Many people had the opportunity to prevent the deadly collapse of a mall in northern Ontario last summer but failed to do so, an inquiry into the disaster has heard.
In his opening comments as the hearing kicked off, lawyer Doug Elliott said on Monday that the collapse had several causes, but should never have occurred.
“A shopping centre mall should not just fall down,” said Mr. Elliott, who represents local citizens. “We thought someone would do something before it was too late.”
The judicial inquiry under Commissioner Paul Belanger formally began hearings on Monday into the collapse of the Algo Centre Mall last June 23.
The probe will also be looking at whether the emergency response to the disaster was adequate.
Lucie Aylwin, 37, and Doloris Perizzolo, 74, were killed when part of the rooftop garage caved in at the mall, which was a crucial hub for the one-time uranium boom town of about 13,000.
“It was the heartbeat of the community,” said Roland Aube, a long-time town lawyer and Mr. Elliott’s co-counsel.
The roof-deck collapse and deaths of Ms. Aylwin and Ms. Perizzolo, Mr. Aube said, were “a serious blow to the citizens of Elliot Lake, and one many believe could have been prevented.”
As relatives of the victims and a few members of the community looked on, Mr. Belanger stressed in his opening statement that the aim of the probe is to find out why the rooftop garage caved in, not to find blame or legal fault.
“This is not a trial,” Mr. Belanger said.
That didn’t stop Mr. Elliott from pointing out that the mall had a history of problems no one seemed to address properly. Nor did anyone pick up on the crucial structural problems – likely caused by road-salt compounded corrosion – until it was too late.
“This tragedy represents a failure of the engineering profession of Ontario,” Mr. Elliott said.
In fact, Mr. Elliott said, many people had the opportunity to prevent the tragedy but “failed to do so.”
The lawyer, also a long-time resident of Elliot Lake, said everyone appeared to miss an obvious solution to the problem: Close the garage to traffic.
Instead, he said, a series of Band-Aid solutions was tried, but “none of them ever worked.”
Mr. Elliott also said maintenance of the leaky roof declined under the last of the mall’s three sets of owners, Bob Nazarian, who has insisted he was blameless.
He also criticized the “long delay” on coming up with an alternative rescue strategy when the initial approach was deemed unsafe.
The rescue effort drew widespread criticism when rescuers said they were giving up shortly after announcing they had detected signs of life in the rubble.
Doug Kearns, who represents a local group that owned the mall before Mr. Nazarian bought it, expressed concern the inquiry could further traumatize the community if not handled properly.
“I realize that, come September, the rest of you will all be gone and we’ll be left here,” Mr. Kearns said, looking around the room. “I hope that you will keep mindful of the fact that Elliot Lake does need to be a better place when you leave.”
For those who continue to experience pain from the events of last June 23, Mr. Belanger said a quiet room had been set up on the third floor of the newly renovated office building in which the hearings are being held.
The inquiry is expected to hear from as many as 75 witnesses over the next several months, with the expectation Mr. Belanger will deliver his report and recommendations by January, 2014.
Commission counsel Peter Doody filed 1,884 numbered exhibits on Monday, many with hundreds of attachments.
The first witness – an engineer who will offer an overview of the designing and constructing of a building – testifies on Tuesday.

Collected data
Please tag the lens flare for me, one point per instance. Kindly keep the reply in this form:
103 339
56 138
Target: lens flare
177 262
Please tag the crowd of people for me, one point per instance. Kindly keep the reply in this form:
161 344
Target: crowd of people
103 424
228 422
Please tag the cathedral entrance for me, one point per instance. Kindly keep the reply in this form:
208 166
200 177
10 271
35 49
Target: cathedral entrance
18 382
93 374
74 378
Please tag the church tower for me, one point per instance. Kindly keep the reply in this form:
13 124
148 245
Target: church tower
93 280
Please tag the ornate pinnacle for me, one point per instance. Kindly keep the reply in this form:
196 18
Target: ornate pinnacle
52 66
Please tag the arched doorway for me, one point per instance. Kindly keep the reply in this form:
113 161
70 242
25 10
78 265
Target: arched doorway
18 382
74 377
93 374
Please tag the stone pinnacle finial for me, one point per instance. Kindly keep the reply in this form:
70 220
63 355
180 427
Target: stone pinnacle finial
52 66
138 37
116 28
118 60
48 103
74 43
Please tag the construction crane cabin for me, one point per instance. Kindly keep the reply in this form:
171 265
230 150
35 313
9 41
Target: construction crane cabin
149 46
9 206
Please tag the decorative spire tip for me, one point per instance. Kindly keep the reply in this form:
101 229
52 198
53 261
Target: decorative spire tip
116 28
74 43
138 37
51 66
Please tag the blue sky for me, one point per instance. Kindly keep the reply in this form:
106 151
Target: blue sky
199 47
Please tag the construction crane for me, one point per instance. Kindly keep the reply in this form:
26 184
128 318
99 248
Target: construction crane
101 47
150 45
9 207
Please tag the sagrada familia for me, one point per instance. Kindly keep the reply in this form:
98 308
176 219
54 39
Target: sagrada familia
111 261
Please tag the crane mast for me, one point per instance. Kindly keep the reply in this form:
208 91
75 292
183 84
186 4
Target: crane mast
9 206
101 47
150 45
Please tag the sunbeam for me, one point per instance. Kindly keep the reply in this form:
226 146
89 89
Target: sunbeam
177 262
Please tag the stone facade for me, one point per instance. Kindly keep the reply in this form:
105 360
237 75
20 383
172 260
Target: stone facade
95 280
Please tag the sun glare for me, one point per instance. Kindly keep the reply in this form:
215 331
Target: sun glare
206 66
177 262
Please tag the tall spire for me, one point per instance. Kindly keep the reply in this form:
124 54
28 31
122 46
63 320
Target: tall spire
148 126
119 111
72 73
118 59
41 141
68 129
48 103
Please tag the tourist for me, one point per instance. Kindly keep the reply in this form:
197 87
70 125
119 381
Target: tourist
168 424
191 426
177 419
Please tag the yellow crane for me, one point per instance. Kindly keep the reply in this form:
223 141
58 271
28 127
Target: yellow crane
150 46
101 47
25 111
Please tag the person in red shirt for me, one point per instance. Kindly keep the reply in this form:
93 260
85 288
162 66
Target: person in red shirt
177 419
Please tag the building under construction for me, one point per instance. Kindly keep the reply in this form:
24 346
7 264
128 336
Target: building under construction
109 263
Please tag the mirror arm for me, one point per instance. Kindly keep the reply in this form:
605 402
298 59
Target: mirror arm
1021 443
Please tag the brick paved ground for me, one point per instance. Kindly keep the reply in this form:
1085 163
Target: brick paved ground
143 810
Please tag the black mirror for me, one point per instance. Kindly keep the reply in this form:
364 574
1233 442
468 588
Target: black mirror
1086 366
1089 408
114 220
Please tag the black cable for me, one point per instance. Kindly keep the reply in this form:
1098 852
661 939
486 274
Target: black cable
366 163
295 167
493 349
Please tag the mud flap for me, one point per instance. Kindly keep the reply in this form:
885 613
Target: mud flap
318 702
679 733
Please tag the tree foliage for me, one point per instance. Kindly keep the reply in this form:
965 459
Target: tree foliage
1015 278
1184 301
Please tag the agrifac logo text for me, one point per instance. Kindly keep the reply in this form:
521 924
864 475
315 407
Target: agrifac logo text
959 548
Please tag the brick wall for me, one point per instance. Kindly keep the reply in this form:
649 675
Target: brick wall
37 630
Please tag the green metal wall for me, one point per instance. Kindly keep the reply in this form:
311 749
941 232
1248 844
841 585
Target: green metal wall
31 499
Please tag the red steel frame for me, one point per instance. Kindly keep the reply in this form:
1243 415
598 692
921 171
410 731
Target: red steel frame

Work instructions:
(a) In the article about the mall collapse inquiry, how many witnesses is the inquiry expected to hear from?
(b) Reproduce word for word everything in the mall collapse article from "Instead, he said, a" down to "in the rubble.".
The records aren't needed for any of this work.

Results of the exercise:
(a) As many as 75 witnesses.

(b)
Instead, he said, a series of Band-Aid solutions was tried, but “none of them ever worked.”
Mr. Elliott also said maintenance of the leaky roof declined under the last of the mall’s three sets of owners, Bob Nazarian, who has insisted he was blameless.
He also criticized the “long delay” on coming up with an alternative rescue strategy when the initial approach was deemed unsafe.
The rescue effort drew widespread criticism when rescuers said they were giving up shortly after announcing they had detected signs of life in the rubble.